# Task objective
Quote the passage on the law of large numbers below in full, word for word.

# Text segment
◇ ◇ ◇ ◇
And if the trials embed a selection bias, typical in human economic/rational behaviour, the law of large numbers does not help in solving the bias. Even if the number of trials is increased the selection bias remains.

History

Diffusion is an example of the law of large numbers. Initially, there are solute molecules on the left side of a barrier (magenta line) and none on the right. The barrier is removed, and the solute diffuses to fill the whole container.
*Top:* With a single molecule, the motion appears to be quite random.
*Middle:* With more molecules, there is clearly a trend where the solute fills the container more and more uniformly, but there are also random fluctuations.
*Bottom:* With an enormous number of solute molecules (too many to see), the randomness is essentially gone: The solute appears to move smoothly and systematically from high-concentration areas to low-concentration areas. In realistic situations, chemists can describe diffusion as a deterministic macroscopic phenomenon (see Fick's laws), despite its underlying random nature.

The Italian mathematician Gerolamo Cardano (1501–1576) stated without proof that the accuracies of empirical statistics tend to improve with the number of trials. This was then formalized as a law of large numbers. A special form of the LLN (for a binary random variable) was first proved by Jacob Bernoulli. It took him over 20 years to develop a sufficiently rigorous mathematical proof which was published in his Ars Conjectandi (The Art of Conjecturing) in 1713. He named this his "Golden Theorem" but it became generally known as "Bernoulli's theorem". This should not be confused with Bernoulli's principle, named after Jacob Bernoulli's nephew Daniel Bernoulli. In 1837, S. D. Poisson further described it under the name "la loi des grands nombres" ("the law of large numbers").Thereafter, it was known under both names, but the "law of large numbers" is most frequently used.
◇ ◇ ◇ ◇
# Entries

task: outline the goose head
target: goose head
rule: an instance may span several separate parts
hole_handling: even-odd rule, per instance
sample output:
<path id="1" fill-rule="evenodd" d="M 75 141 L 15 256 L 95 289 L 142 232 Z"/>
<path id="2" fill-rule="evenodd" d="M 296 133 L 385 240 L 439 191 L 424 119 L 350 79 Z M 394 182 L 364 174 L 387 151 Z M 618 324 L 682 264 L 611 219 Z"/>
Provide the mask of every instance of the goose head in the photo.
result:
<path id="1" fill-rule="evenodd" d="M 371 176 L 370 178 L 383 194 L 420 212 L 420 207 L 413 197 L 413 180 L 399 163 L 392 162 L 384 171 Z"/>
◇ ◇ ◇ ◇
# Solution
And if the trials embed a selection bias, typical in human economic/rational behaviour, the law of large numbers does not help in solving the bias. Even if the number of trials is increased the selection bias remains.

History

Diffusion is an example of the law of large numbers. Initially, there are solute molecules on the left side of a barrier (magenta line) and none on the right. The barrier is removed, and the solute diffuses to fill the whole container.
*Top:* With a single molecule, the motion appears to be quite random.
*Middle:* With more molecules, there is clearly a trend where the solute fills the container more and more uniformly, but there are also random fluctuations.
*Bottom:* With an enormous number of solute molecules (too many to see), the randomness is essentially gone: The solute appears to move smoothly and systematically from high-concentration areas to low-concentration areas. In realistic situations, chemists can describe diffusion as a deterministic macroscopic phenomenon (see Fick's laws), despite its underlying random nature.

The Italian mathematician Gerolamo Cardano (1501–1576) stated without proof that the accuracies of empirical statistics tend to improve with the number of trials. This was then formalized as a law of large numbers. A special form of the LLN (for a binary random variable) was first proved by Jacob Bernoulli. It took him over 20 years to develop a sufficiently rigorous mathematical proof which was published in his Ars Conjectandi (The Art of Conjecturing) in 1713. He named this his "Golden Theorem" but it became generally known as "Bernoulli's theorem". This should not be confused with Bernoulli's principle, named after Jacob Bernoulli's nephew Daniel Bernoulli. In 1837, S. D. Poisson further described it under the name "la loi des grands nombres" ("the law of large numbers").Thereafter, it was known under both names, but the "law of large numbers" is most frequently used.